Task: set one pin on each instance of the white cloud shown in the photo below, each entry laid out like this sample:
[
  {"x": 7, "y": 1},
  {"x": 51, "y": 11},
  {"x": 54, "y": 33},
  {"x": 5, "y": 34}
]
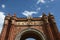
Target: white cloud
[
  {"x": 2, "y": 16},
  {"x": 40, "y": 1},
  {"x": 27, "y": 13},
  {"x": 3, "y": 6},
  {"x": 30, "y": 39},
  {"x": 40, "y": 16},
  {"x": 38, "y": 9}
]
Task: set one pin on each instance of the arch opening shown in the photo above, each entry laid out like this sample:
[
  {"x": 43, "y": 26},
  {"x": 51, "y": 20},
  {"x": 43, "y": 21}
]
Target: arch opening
[{"x": 31, "y": 34}]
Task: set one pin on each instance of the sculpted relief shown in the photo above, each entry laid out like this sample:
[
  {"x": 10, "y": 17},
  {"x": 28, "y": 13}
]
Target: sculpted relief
[{"x": 29, "y": 23}]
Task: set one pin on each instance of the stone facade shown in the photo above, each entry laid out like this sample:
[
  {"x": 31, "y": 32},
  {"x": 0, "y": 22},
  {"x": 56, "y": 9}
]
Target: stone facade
[{"x": 44, "y": 26}]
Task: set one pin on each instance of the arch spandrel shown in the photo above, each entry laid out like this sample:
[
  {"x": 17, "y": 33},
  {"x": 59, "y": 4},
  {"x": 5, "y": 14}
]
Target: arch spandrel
[{"x": 30, "y": 32}]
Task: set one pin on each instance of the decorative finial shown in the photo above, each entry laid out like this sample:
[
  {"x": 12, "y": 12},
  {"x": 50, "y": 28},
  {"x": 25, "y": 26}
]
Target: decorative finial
[
  {"x": 29, "y": 17},
  {"x": 43, "y": 14},
  {"x": 8, "y": 14},
  {"x": 14, "y": 14}
]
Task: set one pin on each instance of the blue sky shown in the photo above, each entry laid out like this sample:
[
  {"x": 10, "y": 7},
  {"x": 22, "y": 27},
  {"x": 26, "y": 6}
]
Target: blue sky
[{"x": 35, "y": 8}]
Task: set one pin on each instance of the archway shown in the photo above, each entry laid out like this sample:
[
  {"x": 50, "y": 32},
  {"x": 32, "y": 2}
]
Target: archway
[{"x": 30, "y": 33}]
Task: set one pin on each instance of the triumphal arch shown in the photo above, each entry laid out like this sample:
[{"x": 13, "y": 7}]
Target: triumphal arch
[{"x": 38, "y": 28}]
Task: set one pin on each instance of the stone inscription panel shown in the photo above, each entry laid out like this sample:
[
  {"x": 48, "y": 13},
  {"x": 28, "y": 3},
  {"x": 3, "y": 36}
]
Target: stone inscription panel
[{"x": 29, "y": 22}]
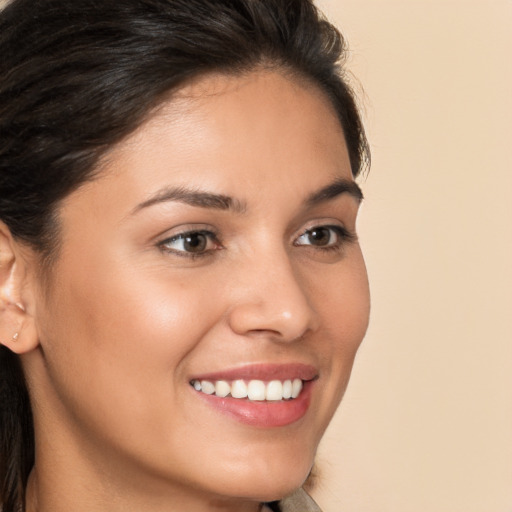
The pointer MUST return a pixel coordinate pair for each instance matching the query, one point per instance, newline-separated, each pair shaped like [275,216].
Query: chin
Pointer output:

☆ ☆ ☆ ☆ ☆

Go through the listing above and retype each line exactly, apart from the pictures.

Task: set one pin on each instance of the white cloud shown in the photo below, each entry laid out like this sample:
[
  {"x": 7, "y": 1},
  {"x": 51, "y": 11},
  {"x": 54, "y": 33},
  {"x": 5, "y": 34}
]
Target: white cloud
[
  {"x": 2, "y": 16},
  {"x": 40, "y": 1},
  {"x": 27, "y": 13},
  {"x": 3, "y": 6},
  {"x": 30, "y": 39},
  {"x": 40, "y": 16},
  {"x": 38, "y": 9}
]
Task: set one pin on each instance of the arch opening shown in the photo above, each entry laid out like this sample:
[
  {"x": 43, "y": 26},
  {"x": 51, "y": 20},
  {"x": 43, "y": 21}
]
Target: arch opening
[{"x": 31, "y": 34}]
Task: set one pin on each instance of the sculpted relief shown in the photo above, each entry laid out like this sample:
[
  {"x": 10, "y": 17},
  {"x": 28, "y": 13}
]
Target: sculpted relief
[{"x": 29, "y": 23}]
Task: set one pin on each instance of the stone facade shown in the photo above, each entry laid out like this sample:
[
  {"x": 31, "y": 32},
  {"x": 0, "y": 22},
  {"x": 56, "y": 9}
]
Target: stone facade
[{"x": 44, "y": 26}]
Task: set one pin on each instance of the arch spandrel shown in the photo above, each entry laid out like this sample:
[
  {"x": 17, "y": 33},
  {"x": 59, "y": 4},
  {"x": 5, "y": 14}
]
Target: arch spandrel
[{"x": 30, "y": 32}]
Task: set one pin on each instance of the decorative finial shown in the photo above, each entry laid out like this sample:
[
  {"x": 12, "y": 12},
  {"x": 50, "y": 28},
  {"x": 25, "y": 26}
]
Target: decorative finial
[
  {"x": 29, "y": 17},
  {"x": 43, "y": 14},
  {"x": 8, "y": 14},
  {"x": 14, "y": 14}
]
Task: set one pin on each instance of the blue sky shown in the photo above, each entry laid out like this sample:
[
  {"x": 10, "y": 7},
  {"x": 22, "y": 27},
  {"x": 26, "y": 6}
]
Target: blue sky
[{"x": 35, "y": 8}]
Task: set one pin on each instance of the archway shown in the photo above, each entry laid out like this sample:
[
  {"x": 50, "y": 32},
  {"x": 32, "y": 2}
]
Target: archway
[{"x": 30, "y": 33}]
Task: set one pin on each instance of the triumphal arch shown in the photo above, each entry laid out like this sample:
[{"x": 13, "y": 7}]
Target: triumphal arch
[{"x": 38, "y": 28}]
Task: set one pin on each instance of the stone inscription panel shown in the photo above, each entry laid out like this sample:
[
  {"x": 48, "y": 13},
  {"x": 28, "y": 3},
  {"x": 3, "y": 36}
]
Target: stone inscription panel
[{"x": 29, "y": 22}]
The pointer MUST return a pixel coordinate pair for each instance matching the query, one point per instance, newline-separated, each pair shaped like [275,216].
Query: chin
Pointer output:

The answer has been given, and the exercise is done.